→ WORK INSTRUCTIONS
a) Reproduce the part of the thrift store article between "Beginning about ten" and "of heart disease.", inclusive.
b) Carry on the article about the Woman in the Shoe thrift store, picking up after its last sentence.

“The competition was so bad. The minute the Salvation Army moved in, I knew it was over,” says Connie Snow, owner of one of the oldest thrift stores in Ann Arbor, the Woman in the Shoe, which closed this fall. “Big box stores–they happen in resale too. It’s not just hardware stores.”

Snow wasn’t involved in the store’s founding; back then she was selling real estate, and the store was owned by Shirley Haulotte. In the mid-1980s, Haulotte sold the store to Snow’s sister Sally, who had been working there, and Snow bought it a few years later.

Beginning about ten years ago, Ann Arbor saw a sudden florescence of resale shops, and a lot of them ended up on South Industrial. “There was no plan. It was cheap real estate, or relatively cheap, anyway,” says Snow. “I was the only one for so long, then there was the Klothes Kloset, the ReUse Center, PTO Thrift Shop, Top Drawer, Salvation Army. I tried and I tried and I tried, and all I got were drop-offs. No one would buy anything. I finally realized I was spending my own money to keep the store open.”

The last few years have been heart-wrenching for Snow. In addition to losing the store, she was the primary caregiver for both of her parents. Her father died in 2010 of Alzheimer’s, and her mother died this year of heart disease.

Region pointing data:

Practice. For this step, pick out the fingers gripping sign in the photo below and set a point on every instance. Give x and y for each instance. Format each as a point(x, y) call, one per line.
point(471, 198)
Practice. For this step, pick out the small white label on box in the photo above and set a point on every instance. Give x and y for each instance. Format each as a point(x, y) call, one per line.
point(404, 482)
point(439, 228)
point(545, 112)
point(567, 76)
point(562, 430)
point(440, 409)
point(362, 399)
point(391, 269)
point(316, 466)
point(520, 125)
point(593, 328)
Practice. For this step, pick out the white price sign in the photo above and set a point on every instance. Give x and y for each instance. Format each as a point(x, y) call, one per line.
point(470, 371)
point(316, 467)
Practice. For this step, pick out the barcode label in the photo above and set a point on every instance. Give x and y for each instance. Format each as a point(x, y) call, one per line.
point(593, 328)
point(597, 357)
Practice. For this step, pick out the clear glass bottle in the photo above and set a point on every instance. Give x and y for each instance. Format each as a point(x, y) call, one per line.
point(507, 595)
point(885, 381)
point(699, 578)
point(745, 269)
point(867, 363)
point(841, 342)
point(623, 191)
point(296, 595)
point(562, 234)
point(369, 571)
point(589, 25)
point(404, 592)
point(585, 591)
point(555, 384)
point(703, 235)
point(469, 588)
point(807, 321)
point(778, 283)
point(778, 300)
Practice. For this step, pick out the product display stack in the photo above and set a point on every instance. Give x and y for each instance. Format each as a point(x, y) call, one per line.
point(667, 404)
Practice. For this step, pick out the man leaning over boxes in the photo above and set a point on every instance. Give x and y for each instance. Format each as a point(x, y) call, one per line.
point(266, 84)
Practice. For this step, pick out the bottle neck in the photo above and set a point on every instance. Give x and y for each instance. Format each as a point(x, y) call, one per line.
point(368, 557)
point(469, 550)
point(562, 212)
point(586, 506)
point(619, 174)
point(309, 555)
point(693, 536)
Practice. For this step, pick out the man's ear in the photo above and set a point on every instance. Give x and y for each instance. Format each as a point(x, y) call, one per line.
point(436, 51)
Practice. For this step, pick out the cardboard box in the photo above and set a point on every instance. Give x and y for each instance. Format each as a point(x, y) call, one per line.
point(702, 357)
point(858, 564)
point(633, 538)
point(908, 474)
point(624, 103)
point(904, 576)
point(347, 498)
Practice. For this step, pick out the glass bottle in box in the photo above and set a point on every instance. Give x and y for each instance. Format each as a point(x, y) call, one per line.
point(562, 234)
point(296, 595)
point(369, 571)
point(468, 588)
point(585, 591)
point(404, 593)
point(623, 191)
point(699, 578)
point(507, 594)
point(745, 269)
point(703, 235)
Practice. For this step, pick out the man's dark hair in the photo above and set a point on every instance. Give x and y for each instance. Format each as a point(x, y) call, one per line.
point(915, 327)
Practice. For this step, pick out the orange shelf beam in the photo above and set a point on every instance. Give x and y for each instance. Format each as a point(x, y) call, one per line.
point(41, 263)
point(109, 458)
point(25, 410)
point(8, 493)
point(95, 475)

→ ANSWER LIST
a)
Beginning about ten years ago, Ann Arbor saw a sudden florescence of resale shops, and a lot of them ended up on South Industrial. “There was no plan. It was cheap real estate, or relatively cheap, anyway,” says Snow. “I was the only one for so long, then there was the Klothes Kloset, the ReUse Center, PTO Thrift Shop, Top Drawer, Salvation Army. I tried and I tried and I tried, and all I got were drop-offs. No one would buy anything. I finally realized I was spending my own money to keep the store open.”

The last few years have been heart-wrenching for Snow. In addition to losing the store, she was the primary caregiver for both of her parents. Her father died in 2010 of Alzheimer’s, and her mother died this year of heart disease.

b)
Snow is sixty-one, looking for a job, and afraid she’s going to lose her house. “I’m finding I’m not qualified for much. My computer skills are lacking. I had my own way of doing things. I loved my store. Every day, I’d get up in the morning and I’d think, ‘I can’t wait to go to work.’ My customers were like my family. I had customers who bought for their babies, and were coming in to buy for their grandchildren.”

Andrea Graef’s tone was flat and emphatic in a recent phone interview about the closing of This & That, her candy store on Liberty near State, in late October: “The basic line is, the store closed because of the economy, because of competition, because of Borders closing, because of the increased panhandling, which has made the business community down there a poor one to be in right now.” She paused and then repeated before ringing off: “The economy is the number-one reason.”